I noticed that he prefers porn with big boobs (ofcorse he says all porn has big boobs) i got somewhat depressed as i recently lost weight and my once D cups shrunk to Bs. He further made me feel disgust with my own body by commenting about how they shrunk. This and knowing he prefer big boob porn really hurt.

Anyway he talked, or more like argued about this more then once. What love i once felt for him has turned to hatred and disgust. I am here, offering myself to him, willing to satisfy him any possible way he needs, i lost all the weight i gained from my pregnancies and even religiously did kegels to tighten myself (after 3 natural births) just for him and yet he still have to download mass amounts of porn and masturbate. I am at my wits end.

It's not like we do not have sex. His excuse is that on the weekdays he is tired and he feels that it is quicker to get himself off. We only schedule sex for the weekends. He ofcorse tells me that all men watch porn. That doctors say that men should get off at least 4 times a week to stay healthy. He just choose to get off on porn because it's the quicker way.

Everytime we argue, it's something different. First he told me that he needs to masturbate because we don't have sex enough and he doesn't feel satisfied. Then it's he can't possibly perform every night and that he needs space. But seriously it all comes down to he have no self control on watching porn.

It has came to the point where his porn habits has severely affected our relationship. Ofcourse he says it's all my own problem and i can't see past the personal needs of a man. My libido is gone as i no longer feel anything for him. I have contemplated divorce more then once but we have 3 small kids.

I am still young. I've always enjoyed and love sex. I am open to anything and willing to try everything once. Yet i feel stuck in a suck ass affection-less relationship with a man who cannot put my feelings above his porn.

I am tired, depressed and utterly miserable. 

This is what porn has done to me.


----------



## deejov (Sep 24, 2011)

aznmommy,
I'm sorry to hear this is affecting you.
Only thing I can really say about this is ...
= = = = =
▶ Request: Reproduce the forum excerpt above in full, keeping every word, spelling, and punctuation mark unchanged.

▶ Image boundary labeling items:
= = = = =
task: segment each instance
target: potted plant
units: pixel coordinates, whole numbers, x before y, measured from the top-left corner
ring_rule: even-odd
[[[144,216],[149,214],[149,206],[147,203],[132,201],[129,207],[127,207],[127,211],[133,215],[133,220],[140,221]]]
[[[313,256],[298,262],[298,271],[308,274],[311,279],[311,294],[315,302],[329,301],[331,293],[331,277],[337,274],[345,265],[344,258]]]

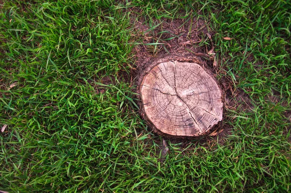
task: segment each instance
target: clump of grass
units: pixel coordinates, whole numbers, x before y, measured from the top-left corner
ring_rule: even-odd
[[[290,191],[291,6],[269,0],[5,1],[0,127],[8,126],[0,134],[0,189]],[[121,75],[133,63],[133,8],[149,26],[156,25],[154,18],[195,17],[216,32],[218,77],[230,80],[233,90],[242,90],[253,103],[227,111],[225,122],[232,129],[223,144],[193,140],[181,149],[168,141],[160,161],[162,139],[147,131],[132,85]],[[103,82],[109,76],[113,81]]]

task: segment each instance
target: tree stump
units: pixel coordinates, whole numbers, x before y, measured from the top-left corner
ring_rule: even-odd
[[[220,90],[196,63],[160,64],[144,77],[140,89],[146,116],[164,133],[204,135],[222,120]]]

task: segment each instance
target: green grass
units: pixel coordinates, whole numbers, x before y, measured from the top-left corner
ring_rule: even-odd
[[[0,190],[291,191],[289,0],[27,1],[0,1]],[[194,18],[215,32],[217,77],[237,105],[226,110],[224,143],[167,141],[162,162],[128,78],[142,41],[135,24],[154,35],[167,33],[156,26],[164,19]]]

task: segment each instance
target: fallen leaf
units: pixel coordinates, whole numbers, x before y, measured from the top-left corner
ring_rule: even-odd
= = = = =
▶ Exercise response:
I noticed that he prefers porn with big boobs (ofcorse he says all porn has big boobs) i got somewhat depressed as i recently lost weight and my once D cups shrunk to Bs. He further made me feel disgust with my own body by commenting about how they shrunk. This and knowing he prefer big boob porn really hurt.

Anyway he talked, or more like argued about this more then once. What love i once felt for him has turned to hatred and disgust. I am here, offering myself to him, willing to satisfy him any possible way he needs, i lost all the weight i gained from my pregnancies and even religiously did kegels to tighten myself (after 3 natural births) just for him and yet he still have to download mass amounts of porn and masturbate. I am at my wits end.

It's not like we do not have sex. His excuse is that on the weekdays he is tired and he feels that it is quicker to get himself off. We only schedule sex for the weekends. He ofcorse tells me that all men watch porn. That doctors say that men should get off at least 4 times a week to stay healthy. He just choose to get off on porn because it's the quicker way.

Everytime we argue, it's something different. First he told me that he needs to masturbate because we don't have sex enough and he doesn't feel satisfied. Then it's he can't possibly perform every night and that he needs space. But seriously it all comes down to he have no self control on watching porn.

It has came to the point where his porn habits has severely affected our relationship. Ofcourse he says it's all my own problem and i can't see past the personal needs of a man. My libido is gone as i no longer feel anything for him. I have contemplated divorce more then once but we have 3 small kids.

I am still young. I've always enjoyed and love sex. I am open to anything and willing to try everything once. Yet i feel stuck in a suck ass affection-less relationship with a man who cannot put my feelings above his porn.

I am tired, depressed and utterly miserable. 

This is what porn has done to me.


----------



## deejov (Sep 24, 2011)

aznmommy,
I'm sorry to hear this is affecting you.
Only thing I can really say about this is ...